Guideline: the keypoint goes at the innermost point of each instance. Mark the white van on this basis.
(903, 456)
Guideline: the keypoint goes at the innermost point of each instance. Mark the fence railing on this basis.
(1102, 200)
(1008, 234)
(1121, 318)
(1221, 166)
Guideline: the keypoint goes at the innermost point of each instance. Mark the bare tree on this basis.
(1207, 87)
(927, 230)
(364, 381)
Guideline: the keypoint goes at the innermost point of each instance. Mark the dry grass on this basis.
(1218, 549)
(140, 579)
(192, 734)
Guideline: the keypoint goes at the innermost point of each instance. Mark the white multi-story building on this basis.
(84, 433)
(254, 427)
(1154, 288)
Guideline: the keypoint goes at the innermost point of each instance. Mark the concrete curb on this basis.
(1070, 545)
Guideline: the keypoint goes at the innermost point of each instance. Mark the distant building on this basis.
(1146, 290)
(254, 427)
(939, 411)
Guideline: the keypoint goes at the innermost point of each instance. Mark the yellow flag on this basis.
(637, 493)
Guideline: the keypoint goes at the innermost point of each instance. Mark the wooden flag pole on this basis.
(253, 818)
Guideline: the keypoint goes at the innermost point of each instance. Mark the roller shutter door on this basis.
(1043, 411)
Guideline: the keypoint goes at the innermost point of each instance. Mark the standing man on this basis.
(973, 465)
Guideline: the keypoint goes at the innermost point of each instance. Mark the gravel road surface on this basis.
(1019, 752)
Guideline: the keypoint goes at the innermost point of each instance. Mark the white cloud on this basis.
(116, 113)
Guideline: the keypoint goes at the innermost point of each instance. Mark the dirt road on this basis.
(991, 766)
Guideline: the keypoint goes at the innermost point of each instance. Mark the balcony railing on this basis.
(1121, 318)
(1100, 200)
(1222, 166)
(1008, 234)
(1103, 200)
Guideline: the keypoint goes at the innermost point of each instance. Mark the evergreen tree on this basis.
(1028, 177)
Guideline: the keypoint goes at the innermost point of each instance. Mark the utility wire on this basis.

###

§ **WHAT IS NEEDED**: Retype exactly the line with "balcony railing on this basis." and each line after it until the records end, and include no other line.

§ **RESPONSE TO THE TASK**:
Guideline: the keypoint goes at the innermost point of each instance. Mark the balcony railing on this basis.
(1121, 318)
(1100, 200)
(1222, 166)
(1008, 234)
(1103, 200)
Guideline: the keypoint goes at the innermost point of each instance. Mark the evergreen tree on this basis.
(1028, 177)
Guideline: the keypoint goes at the innermost point of each instance. Mark the utility wire on this basis.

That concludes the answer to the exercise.